Problem to work on –
Present the listing from its first line through the line containing "72, 0, 160, 117" as a two-column CSV with the headers text and answer, giving one row per thing to locate, with each field in double quotes and line breaks replaced by spaces. Leave the pictures out.
─── Material supplied
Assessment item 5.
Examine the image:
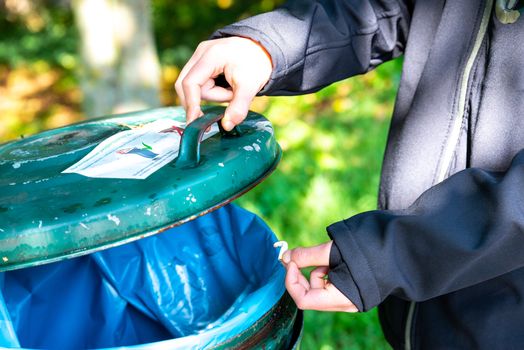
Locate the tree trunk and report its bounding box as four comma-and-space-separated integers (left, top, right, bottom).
72, 0, 160, 117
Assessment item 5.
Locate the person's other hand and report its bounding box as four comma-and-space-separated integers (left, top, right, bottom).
283, 241, 358, 312
175, 37, 273, 130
──────
Result of the exercise –
text,answer
"Assessment item 5. Examine the image: Locate the tree trunk and report its bounding box as four comma-and-space-separated integers (left, top, right, bottom).","72, 0, 160, 117"